**Task to carry out:**
Extract all lines from the data beneath that include the word "pepper".

**Recorded information:**
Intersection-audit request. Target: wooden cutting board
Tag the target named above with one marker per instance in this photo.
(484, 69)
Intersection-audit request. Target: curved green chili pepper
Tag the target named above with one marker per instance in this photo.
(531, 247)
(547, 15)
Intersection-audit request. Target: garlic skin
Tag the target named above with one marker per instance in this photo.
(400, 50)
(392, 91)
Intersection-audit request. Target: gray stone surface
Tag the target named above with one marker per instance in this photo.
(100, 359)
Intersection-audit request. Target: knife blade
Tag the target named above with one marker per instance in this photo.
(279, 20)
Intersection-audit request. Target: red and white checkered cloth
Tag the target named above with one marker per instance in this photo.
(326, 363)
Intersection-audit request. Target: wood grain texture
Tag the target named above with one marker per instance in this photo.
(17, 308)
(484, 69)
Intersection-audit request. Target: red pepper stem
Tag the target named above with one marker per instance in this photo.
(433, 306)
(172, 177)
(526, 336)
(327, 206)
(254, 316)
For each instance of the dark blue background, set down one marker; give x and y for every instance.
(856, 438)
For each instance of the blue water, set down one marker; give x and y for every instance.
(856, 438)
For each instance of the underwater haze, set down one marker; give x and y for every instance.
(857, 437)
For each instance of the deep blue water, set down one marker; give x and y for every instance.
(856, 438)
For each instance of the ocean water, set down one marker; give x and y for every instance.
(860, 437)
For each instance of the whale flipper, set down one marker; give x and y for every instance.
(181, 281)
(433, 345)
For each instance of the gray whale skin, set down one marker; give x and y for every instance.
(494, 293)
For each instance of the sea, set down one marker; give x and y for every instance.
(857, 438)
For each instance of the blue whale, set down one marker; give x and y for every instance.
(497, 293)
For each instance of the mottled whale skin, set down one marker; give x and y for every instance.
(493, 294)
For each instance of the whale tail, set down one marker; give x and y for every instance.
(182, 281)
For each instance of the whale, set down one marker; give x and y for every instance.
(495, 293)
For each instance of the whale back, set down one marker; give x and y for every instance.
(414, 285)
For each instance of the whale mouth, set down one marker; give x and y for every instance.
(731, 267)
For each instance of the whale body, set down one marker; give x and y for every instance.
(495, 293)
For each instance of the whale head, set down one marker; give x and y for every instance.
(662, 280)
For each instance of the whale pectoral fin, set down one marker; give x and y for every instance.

**Answer below:**
Intersection-audit request. Target: curved green chili pepper
Intersection-audit request. Target: red pepper stem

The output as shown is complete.